Copy the lines verbatim, from the line containing "Precision-ag module: please detect the double" to the line containing "xmin=342 ymin=218 xmax=349 ymax=246", both included.

BEGIN DATA LINES

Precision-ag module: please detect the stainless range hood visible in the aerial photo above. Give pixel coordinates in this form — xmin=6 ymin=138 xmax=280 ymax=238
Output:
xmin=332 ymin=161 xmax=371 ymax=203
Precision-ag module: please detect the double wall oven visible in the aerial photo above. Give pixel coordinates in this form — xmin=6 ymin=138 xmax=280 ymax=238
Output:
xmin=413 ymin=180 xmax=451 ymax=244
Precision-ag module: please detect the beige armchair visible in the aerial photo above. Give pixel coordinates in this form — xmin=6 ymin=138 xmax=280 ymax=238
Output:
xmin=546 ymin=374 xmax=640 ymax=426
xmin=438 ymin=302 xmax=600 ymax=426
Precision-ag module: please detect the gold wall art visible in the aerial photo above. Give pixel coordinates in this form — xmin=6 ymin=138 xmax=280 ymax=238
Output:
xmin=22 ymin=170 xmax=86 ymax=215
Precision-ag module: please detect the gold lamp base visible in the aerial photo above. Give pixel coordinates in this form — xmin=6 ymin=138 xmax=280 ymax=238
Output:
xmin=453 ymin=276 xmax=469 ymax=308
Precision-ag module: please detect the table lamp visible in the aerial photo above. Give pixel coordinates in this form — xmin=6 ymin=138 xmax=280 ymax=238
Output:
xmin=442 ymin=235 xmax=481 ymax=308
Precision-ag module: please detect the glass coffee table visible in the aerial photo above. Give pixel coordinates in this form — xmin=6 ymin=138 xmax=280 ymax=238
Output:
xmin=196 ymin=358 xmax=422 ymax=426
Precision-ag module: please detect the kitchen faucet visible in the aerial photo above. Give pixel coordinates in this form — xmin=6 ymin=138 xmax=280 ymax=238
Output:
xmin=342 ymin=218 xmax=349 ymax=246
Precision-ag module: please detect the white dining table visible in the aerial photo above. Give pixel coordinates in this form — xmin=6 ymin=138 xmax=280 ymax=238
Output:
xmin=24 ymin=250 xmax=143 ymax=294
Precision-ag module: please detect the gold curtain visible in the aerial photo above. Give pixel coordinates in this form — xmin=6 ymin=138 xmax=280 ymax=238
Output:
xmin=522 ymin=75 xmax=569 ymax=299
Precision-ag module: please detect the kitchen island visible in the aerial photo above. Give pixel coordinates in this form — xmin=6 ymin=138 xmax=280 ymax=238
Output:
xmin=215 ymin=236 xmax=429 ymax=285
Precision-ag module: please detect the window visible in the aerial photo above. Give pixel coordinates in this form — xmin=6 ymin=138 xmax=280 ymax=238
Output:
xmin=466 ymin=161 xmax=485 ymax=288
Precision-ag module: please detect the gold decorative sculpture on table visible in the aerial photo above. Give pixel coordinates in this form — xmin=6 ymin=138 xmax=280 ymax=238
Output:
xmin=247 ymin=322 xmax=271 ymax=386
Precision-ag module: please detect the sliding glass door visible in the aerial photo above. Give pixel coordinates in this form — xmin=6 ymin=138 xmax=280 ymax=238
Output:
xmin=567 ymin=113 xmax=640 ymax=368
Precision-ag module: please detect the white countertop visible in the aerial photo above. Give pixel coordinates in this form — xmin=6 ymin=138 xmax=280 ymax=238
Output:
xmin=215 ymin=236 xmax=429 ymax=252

END DATA LINES

## OUTPUT BELOW
Precision-ag module: please detect the double wall oven visible in the aerial photo above. Give pixel coordinates in this form — xmin=6 ymin=138 xmax=280 ymax=238
Output:
xmin=413 ymin=180 xmax=451 ymax=244
Precision-ag module: please detect the beige armchair visible in the aerial photo above. Give pixel coordinates in this form — xmin=6 ymin=138 xmax=280 ymax=238
Output:
xmin=546 ymin=374 xmax=640 ymax=426
xmin=438 ymin=302 xmax=600 ymax=426
Precision-ag module: please detect the gold wall art visible in the aerial photo above. Give pixel coordinates in this form — xmin=6 ymin=138 xmax=280 ymax=238
Output:
xmin=22 ymin=170 xmax=86 ymax=215
Precision-ag module: please detect the gold lamp base visible in the aerial photo above. Give pixel coordinates in this form — xmin=6 ymin=138 xmax=280 ymax=238
Output:
xmin=453 ymin=276 xmax=469 ymax=308
Precision-ag module: please detect the table lamp visible in the aerial photo above. Give pixel coordinates in this form — xmin=6 ymin=138 xmax=280 ymax=238
Output:
xmin=442 ymin=235 xmax=481 ymax=308
Precision-ag module: please detect the glass coffee table visible in the aerial photo above. Give pixel coordinates in this form — xmin=6 ymin=138 xmax=280 ymax=238
Output:
xmin=196 ymin=358 xmax=422 ymax=426
Precision-ag module: please detect the kitchen faucet visible in the aerial photo above. Give pixel coordinates in this form — xmin=6 ymin=138 xmax=280 ymax=238
Output:
xmin=342 ymin=218 xmax=349 ymax=246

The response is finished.